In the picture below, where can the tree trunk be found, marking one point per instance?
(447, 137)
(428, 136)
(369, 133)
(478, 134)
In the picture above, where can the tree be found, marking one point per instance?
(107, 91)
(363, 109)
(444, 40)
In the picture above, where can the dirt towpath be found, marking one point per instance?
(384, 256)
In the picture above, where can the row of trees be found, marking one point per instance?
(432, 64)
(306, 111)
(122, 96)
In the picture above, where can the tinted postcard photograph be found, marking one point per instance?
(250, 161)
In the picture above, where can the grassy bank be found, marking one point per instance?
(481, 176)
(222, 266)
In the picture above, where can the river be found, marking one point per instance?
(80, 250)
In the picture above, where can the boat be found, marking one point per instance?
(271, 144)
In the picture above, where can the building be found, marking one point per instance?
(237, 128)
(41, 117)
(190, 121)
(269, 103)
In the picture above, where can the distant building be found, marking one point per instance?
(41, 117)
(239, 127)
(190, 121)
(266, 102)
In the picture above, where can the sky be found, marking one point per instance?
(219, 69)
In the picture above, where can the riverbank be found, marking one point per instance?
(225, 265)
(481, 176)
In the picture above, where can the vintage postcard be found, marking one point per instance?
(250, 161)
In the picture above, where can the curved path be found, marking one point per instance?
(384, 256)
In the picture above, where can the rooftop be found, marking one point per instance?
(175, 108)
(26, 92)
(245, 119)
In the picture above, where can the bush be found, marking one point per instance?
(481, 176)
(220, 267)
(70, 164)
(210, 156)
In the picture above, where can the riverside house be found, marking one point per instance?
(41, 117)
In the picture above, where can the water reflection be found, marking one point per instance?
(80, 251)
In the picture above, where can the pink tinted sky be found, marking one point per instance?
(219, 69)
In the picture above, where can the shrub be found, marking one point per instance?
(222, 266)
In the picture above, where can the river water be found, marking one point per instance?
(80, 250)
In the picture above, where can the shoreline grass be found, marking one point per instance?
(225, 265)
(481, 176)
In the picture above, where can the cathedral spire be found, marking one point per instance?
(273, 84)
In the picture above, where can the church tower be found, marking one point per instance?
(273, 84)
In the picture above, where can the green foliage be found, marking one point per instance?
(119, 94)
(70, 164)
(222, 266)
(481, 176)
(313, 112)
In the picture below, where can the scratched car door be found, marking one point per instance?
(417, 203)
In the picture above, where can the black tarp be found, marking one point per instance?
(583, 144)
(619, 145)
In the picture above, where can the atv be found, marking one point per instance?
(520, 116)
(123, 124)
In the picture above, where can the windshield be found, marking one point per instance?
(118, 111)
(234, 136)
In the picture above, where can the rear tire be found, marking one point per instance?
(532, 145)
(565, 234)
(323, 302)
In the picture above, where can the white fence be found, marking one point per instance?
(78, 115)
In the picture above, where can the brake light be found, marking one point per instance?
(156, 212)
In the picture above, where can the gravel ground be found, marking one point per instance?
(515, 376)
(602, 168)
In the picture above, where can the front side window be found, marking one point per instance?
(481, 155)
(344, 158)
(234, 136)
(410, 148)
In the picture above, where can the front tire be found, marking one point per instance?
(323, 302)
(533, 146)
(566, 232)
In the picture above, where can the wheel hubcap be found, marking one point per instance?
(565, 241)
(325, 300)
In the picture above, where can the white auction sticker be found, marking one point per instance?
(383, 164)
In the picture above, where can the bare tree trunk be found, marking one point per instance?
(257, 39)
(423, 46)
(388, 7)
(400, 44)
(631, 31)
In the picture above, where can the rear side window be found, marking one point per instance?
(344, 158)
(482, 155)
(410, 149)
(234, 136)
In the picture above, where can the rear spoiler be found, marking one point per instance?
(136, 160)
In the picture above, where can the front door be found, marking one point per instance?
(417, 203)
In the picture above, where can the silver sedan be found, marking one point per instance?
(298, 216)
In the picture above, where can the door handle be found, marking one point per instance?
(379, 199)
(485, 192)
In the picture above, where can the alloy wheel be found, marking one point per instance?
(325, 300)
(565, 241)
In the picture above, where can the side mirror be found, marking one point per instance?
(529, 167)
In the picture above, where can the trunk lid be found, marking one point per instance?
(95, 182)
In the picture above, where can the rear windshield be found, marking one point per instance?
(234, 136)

Problem to work on - Nothing but an exact reproduction of the entries is wanted.

Task answer -
In the picture below, where can the tree trunk be found, marking one point per instance?
(447, 137)
(428, 136)
(369, 133)
(478, 134)
In the picture above, where can the tree be found, marking one point per instance?
(107, 91)
(363, 109)
(444, 40)
In the picture above, where can the dirt towpath be found, marking one point per instance?
(384, 256)
In the picture above, where can the row of trees be found, marking one point per instance?
(432, 64)
(306, 111)
(122, 96)
In the picture above, where can the tinted postcard photograph be found, marking one point per instance?
(250, 161)
In the picture above, where can the grassy bank be found, marking one point per instance?
(481, 176)
(222, 266)
In the picture above, where can the river be found, marking one point per instance?
(80, 250)
In the picture above, where can the boat be found, marking one point per instance?
(271, 144)
In the picture above, where can the building be found, marking one point per instance?
(237, 128)
(41, 117)
(190, 121)
(269, 103)
In the picture above, where can the distant building be found, marking one point per instance?
(41, 117)
(239, 127)
(190, 121)
(266, 102)
In the picture above, where can the sky be found, marking one point per instance?
(219, 69)
In the picture above, where can the riverbank be found, marking one point per instance?
(225, 265)
(481, 176)
In the picture above, where can the vintage postcard be found, marking one point per instance?
(250, 161)
In the picture above, where can the curved path be found, marking one point per instance?
(384, 256)
In the picture above, where can the rooftop be found, marking one point per instance?
(175, 108)
(26, 92)
(245, 119)
In the picture above, where can the bush be found, marking one point per instance?
(481, 176)
(220, 267)
(70, 164)
(210, 156)
In the picture above, where can the riverside house be found, marking one point per instance?
(41, 117)
In the picture above, where can the water reflection be found, marking one point per instance?
(80, 251)
In the picture above, where can the pink tinted sky be found, marking one point per instance?
(219, 69)
In the picture above, where can the shrub be found, marking one point per instance?
(222, 266)
In the picture above, where can the river water be found, marking one point per instance?
(80, 250)
In the picture above, where can the shoreline grass be found, marking one point per instance?
(225, 265)
(481, 176)
In the picture above, where can the cathedral spire be found, marking one point per instance?
(273, 84)
In the picture above, where can the church tower be found, marking one point per instance?
(273, 84)
In the picture above, where can the green foliage be found, marking one point per instance?
(119, 94)
(70, 164)
(222, 266)
(481, 176)
(313, 112)
In the picture below, where can the scratched car door be found, marking one point per instance?
(417, 203)
In the picture above, where can the black tarp be found, marking one point per instance?
(583, 144)
(619, 145)
In the picture above, where can the atv be found, marking one point per instance?
(520, 116)
(123, 124)
In the picture above, where can the windshield be found, marking one point per instance?
(118, 111)
(234, 136)
In the picture above, where can the rear tire be found, marking one point per instance?
(532, 145)
(565, 234)
(323, 302)
In the picture above, where can the white fence be found, marking one point per instance?
(78, 115)
In the picture above, where can the brake light be found, marking one point per instance?
(156, 212)
In the picture above, where can the gravel ground be found, marking one point per instance?
(515, 376)
(602, 168)
In the picture above, where can the front side window be found, marking one point per instance?
(481, 155)
(344, 158)
(234, 136)
(410, 148)
In the picture above, where can the front tire be found, marking one point per instance?
(323, 302)
(533, 146)
(566, 232)
In the picture above, where can the wheel hubcap be found, marking one point per instance?
(565, 241)
(325, 300)
In the picture above, where can the white auction sticker be found, marking one point per instance?
(383, 164)
In the picture above, where can the bare tree trunk be found, marking one point per instance?
(257, 39)
(423, 46)
(388, 7)
(400, 44)
(631, 31)
In the picture above, where can the rear side window be found, marking one point per instance?
(344, 158)
(482, 155)
(410, 149)
(234, 136)
In the picture above, where can the rear spoiler be found, marking one point per instance?
(136, 160)
In the picture above, where can the front door be found, marking one point per instance?
(417, 203)
In the picture above, where can the silver sedan be found, marking one point per instance?
(298, 216)
In the picture above, where can the door handle be found, marking one point per instance?
(379, 199)
(485, 192)
In the picture above, where can the alloy wheel be found, marking one point per instance?
(325, 300)
(565, 241)
In the picture above, where can the side mirror be found, marking one point per instance?
(529, 167)
In the picture above, where can the trunk lid be found, marking one point per instance?
(95, 182)
In the picture above, where can the rear windshield be found, marking one point per instance?
(234, 136)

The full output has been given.